* _Records for this task_:
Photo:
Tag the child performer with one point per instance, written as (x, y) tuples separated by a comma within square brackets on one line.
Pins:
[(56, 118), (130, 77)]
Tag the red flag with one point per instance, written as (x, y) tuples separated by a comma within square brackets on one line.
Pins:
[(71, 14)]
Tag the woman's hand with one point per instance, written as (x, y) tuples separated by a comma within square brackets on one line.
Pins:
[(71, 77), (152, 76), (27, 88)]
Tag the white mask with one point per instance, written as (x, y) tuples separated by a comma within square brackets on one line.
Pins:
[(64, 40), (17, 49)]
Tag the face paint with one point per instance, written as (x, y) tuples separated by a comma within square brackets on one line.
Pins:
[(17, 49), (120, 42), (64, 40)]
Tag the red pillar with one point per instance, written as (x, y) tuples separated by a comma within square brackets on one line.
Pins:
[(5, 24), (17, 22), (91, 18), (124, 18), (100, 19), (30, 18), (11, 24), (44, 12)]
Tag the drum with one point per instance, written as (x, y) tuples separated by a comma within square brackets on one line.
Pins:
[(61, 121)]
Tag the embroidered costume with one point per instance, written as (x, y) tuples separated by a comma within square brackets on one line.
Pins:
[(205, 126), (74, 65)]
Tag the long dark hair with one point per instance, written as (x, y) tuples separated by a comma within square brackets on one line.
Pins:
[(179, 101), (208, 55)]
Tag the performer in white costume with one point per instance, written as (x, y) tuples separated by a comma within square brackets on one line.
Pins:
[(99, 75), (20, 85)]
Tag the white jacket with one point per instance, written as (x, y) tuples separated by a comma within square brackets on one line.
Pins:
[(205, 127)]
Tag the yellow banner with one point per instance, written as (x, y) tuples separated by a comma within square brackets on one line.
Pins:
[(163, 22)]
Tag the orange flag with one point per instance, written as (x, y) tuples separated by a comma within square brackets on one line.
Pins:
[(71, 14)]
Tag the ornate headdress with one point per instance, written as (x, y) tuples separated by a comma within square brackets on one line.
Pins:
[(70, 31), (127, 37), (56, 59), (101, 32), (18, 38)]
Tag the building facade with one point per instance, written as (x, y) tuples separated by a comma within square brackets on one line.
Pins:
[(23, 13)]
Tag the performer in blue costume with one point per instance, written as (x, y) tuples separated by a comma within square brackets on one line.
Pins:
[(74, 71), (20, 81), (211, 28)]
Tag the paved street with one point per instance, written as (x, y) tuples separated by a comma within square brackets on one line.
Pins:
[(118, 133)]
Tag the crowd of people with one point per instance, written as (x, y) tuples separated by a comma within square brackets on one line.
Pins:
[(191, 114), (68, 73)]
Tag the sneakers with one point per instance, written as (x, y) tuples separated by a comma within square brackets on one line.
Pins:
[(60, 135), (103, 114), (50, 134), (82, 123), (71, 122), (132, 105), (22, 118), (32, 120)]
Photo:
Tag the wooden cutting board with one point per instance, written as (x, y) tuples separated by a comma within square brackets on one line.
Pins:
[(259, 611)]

--

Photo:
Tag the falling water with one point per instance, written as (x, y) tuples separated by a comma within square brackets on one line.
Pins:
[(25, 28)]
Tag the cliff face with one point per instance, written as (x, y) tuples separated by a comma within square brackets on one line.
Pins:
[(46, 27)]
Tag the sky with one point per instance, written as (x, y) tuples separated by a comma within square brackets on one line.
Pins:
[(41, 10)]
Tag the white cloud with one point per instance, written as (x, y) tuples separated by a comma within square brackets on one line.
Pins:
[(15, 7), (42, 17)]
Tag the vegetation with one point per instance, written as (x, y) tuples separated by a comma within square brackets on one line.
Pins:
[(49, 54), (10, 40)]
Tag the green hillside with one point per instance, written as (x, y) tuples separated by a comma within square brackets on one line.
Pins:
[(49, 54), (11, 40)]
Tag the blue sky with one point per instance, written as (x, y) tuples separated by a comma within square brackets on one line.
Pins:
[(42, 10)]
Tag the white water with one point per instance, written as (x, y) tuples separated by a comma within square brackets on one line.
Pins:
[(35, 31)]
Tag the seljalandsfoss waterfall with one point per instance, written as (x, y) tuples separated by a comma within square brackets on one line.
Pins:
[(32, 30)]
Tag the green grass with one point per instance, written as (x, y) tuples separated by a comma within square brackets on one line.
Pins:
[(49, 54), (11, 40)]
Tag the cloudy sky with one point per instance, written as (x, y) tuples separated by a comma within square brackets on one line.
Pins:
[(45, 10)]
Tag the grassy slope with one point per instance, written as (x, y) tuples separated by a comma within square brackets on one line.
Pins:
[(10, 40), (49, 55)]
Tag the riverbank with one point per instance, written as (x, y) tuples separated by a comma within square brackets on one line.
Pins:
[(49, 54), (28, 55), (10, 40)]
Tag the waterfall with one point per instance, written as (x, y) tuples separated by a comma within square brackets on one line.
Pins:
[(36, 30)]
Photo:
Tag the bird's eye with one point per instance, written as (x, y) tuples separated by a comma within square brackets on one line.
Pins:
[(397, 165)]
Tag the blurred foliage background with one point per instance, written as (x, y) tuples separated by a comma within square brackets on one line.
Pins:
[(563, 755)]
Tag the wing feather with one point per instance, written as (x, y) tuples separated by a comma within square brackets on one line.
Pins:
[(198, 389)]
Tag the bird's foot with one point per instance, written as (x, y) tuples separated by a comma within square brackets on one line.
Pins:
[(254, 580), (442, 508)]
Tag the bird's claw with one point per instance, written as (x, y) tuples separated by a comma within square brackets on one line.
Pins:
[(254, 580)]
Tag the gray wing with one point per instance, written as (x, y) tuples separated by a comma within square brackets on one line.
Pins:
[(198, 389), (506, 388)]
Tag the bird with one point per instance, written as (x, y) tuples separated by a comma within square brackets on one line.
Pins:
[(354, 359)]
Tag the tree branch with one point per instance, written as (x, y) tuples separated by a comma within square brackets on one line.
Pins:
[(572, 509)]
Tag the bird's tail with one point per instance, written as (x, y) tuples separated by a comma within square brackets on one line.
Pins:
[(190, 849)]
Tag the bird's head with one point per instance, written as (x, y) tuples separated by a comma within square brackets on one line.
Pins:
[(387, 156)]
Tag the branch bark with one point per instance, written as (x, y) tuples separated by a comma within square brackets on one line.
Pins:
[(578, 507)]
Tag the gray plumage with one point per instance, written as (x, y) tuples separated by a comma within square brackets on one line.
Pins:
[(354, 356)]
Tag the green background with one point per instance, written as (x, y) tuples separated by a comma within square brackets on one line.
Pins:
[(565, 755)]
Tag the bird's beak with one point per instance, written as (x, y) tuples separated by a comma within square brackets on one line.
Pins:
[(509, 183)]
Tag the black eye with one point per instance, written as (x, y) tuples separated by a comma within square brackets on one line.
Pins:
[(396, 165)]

---

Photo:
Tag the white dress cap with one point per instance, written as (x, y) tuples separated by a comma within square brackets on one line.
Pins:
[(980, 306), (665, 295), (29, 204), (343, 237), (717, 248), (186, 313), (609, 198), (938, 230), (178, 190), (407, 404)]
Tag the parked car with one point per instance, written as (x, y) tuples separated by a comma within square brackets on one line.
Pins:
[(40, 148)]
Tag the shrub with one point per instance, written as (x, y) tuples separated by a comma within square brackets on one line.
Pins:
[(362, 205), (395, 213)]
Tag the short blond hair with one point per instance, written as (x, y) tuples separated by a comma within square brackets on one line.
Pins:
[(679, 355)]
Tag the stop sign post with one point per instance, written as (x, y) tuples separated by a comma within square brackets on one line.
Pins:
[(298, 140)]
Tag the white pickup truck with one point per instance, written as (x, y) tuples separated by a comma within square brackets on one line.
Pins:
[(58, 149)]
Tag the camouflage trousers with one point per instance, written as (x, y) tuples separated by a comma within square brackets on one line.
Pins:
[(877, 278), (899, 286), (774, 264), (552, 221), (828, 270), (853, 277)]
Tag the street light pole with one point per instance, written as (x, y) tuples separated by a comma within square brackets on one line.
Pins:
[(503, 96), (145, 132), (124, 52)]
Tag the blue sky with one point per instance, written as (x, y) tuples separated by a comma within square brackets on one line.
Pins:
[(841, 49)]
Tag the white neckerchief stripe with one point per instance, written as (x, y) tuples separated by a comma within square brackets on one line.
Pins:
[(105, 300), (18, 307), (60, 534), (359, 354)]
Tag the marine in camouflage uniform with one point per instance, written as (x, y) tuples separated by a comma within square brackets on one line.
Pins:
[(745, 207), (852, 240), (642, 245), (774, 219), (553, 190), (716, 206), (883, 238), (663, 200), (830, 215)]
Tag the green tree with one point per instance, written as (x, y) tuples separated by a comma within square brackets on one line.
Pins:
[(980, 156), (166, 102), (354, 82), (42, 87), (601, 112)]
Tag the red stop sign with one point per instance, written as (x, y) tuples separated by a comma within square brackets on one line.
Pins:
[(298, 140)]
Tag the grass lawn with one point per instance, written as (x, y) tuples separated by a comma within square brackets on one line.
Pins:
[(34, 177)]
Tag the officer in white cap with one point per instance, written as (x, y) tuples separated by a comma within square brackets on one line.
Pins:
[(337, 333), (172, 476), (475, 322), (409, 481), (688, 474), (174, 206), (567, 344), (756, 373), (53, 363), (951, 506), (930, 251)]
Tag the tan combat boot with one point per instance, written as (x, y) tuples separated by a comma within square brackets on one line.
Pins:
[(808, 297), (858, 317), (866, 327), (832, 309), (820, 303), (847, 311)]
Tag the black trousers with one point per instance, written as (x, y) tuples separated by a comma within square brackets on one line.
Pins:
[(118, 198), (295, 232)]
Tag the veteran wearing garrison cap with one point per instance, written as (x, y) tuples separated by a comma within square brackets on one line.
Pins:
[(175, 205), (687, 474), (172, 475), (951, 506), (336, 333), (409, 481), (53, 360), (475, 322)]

* _Stated task_: Reproduce the lines starting with the one that contains "Tag the woman's" and continuing through the one that contains "[(64, 40), (17, 49)]", both included, and give nothing else. Keep the request lines unchanged, but multiply every point coordinate in the answers by 2.55 and round each result to a whole number, with halves rounded up.

* _The result_:
Tag the woman's hand with one point per instance, written as (x, y) tuples separated by a comma within square brackets on one line.
Pins:
[(181, 196), (388, 194), (69, 224)]
Tag the white mask with one point per instance, written as (x, y) tuples separated by a comma within square brackets on one line.
Pins:
[(163, 102), (43, 125)]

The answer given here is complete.